Source passage >>
--------------------------------------------------
Migraine International: Ireland

The wild and windy Antrim coast between Derry and Belfast (Game of Thrones fans will appreciate the sites that served as “Dragonstone Cliffs” and “Slavers’ Bay” in the series)

Although it’s been over 30 years, I still can recall clearly my initial experience with Irish healthcare.

Having spent a wee bit too long in a Donegal pub with some new companions, I was driving on a narrow and winding country road back to Dublin. As I rounded a curve I saw just ahead a big tanker truck on its side, wheels still revolving from its failed navigation of the same curve. The driver was hanging halfway out his window, covered with blood and apparently unconscious.

Wary of the fuel leaking copiously from the truck and the imminent risk of conflagration, I reached up and pulled the driver out of his cab, taking care to mind his potentially fractured, neck, and laid him out on some grass well away from the tanker. He needed little more from me than what amounted to first-aid: immobilize the neck, compress his more actively bleeding sites, and ensure the airway is open and his breathing intact.
--------------------------------------------------
Saved entries >>
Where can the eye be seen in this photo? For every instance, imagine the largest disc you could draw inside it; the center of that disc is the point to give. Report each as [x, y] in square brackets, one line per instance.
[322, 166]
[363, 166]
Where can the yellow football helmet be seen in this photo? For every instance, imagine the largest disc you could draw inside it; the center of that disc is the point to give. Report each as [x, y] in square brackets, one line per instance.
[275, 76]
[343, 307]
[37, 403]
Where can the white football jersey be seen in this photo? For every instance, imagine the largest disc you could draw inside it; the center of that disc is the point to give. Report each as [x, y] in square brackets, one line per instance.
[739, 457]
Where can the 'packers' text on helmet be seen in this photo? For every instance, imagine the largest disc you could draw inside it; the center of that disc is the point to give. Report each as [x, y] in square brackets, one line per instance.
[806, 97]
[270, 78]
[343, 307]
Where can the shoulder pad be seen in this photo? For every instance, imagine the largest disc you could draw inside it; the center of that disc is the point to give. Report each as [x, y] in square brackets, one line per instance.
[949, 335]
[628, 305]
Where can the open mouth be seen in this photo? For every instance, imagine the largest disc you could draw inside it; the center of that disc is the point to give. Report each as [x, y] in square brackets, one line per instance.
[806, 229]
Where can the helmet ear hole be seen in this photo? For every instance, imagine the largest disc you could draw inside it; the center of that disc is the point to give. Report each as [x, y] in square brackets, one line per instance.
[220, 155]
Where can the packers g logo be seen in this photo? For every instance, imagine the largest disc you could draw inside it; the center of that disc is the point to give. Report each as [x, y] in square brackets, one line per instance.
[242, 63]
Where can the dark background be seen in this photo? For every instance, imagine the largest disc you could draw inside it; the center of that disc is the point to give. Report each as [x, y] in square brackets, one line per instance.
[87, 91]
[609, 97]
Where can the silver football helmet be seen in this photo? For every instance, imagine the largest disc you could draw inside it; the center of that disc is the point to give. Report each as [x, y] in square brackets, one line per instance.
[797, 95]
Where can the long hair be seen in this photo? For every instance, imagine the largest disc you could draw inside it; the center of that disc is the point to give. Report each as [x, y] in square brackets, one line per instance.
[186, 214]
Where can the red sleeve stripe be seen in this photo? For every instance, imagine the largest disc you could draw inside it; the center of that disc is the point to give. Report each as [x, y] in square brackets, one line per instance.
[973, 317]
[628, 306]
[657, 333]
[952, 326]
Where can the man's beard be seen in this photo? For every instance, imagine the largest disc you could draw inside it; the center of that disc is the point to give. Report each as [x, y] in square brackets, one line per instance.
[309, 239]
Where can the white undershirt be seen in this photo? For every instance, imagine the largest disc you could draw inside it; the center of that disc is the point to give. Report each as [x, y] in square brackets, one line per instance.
--------------------------------------------------
Task 1 >>
Translate this sentence from the Ireland passage into Spanish: "Although it's been over 30 years, I still can recall clearly my initial experience with Irish healthcare."
Task 2 >>
Repeat the Ireland passage between "Having spent a" and "his breathing intact.", inclusive.
Task 3 >>
Answer from the Ireland passage:
(a) Between which two places does the Antrim coast in the caption lie?
(b) To which city was the narrator driving?
(c) What vehicle was lying on its side around the curve?
The data isn't needed for any of this.

Answer space 1 >>
Aunque han pasado más de 30 años, todavía puedo recordar con claridad mi primera experiencia con la atención médica irlandesa.

Answer space 2 >>
Having spent a wee bit too long in a Donegal pub with some new companions, I was driving on a narrow and winding country road back to Dublin. As I rounded a curve I saw just ahead a big tanker truck on its side, wheels still revolving from its failed navigation of the same curve. The driver was hanging halfway out his window, covered with blood and apparently unconscious.

Wary of the fuel leaking copiously from the truck and the imminent risk of conflagration, I reached up and pulled the driver out of his cab, taking care to mind his potentially fractured, neck, and laid him out on some grass well away from the tanker. He needed little more from me than what amounted to first-aid: immobilize the neck, compress his more actively bleeding sites, and ensure the airway is open and his breathing intact.

Answer space 3 >>
(a) Derry and Belfast
(b) Dublin
(c) A big tanker truck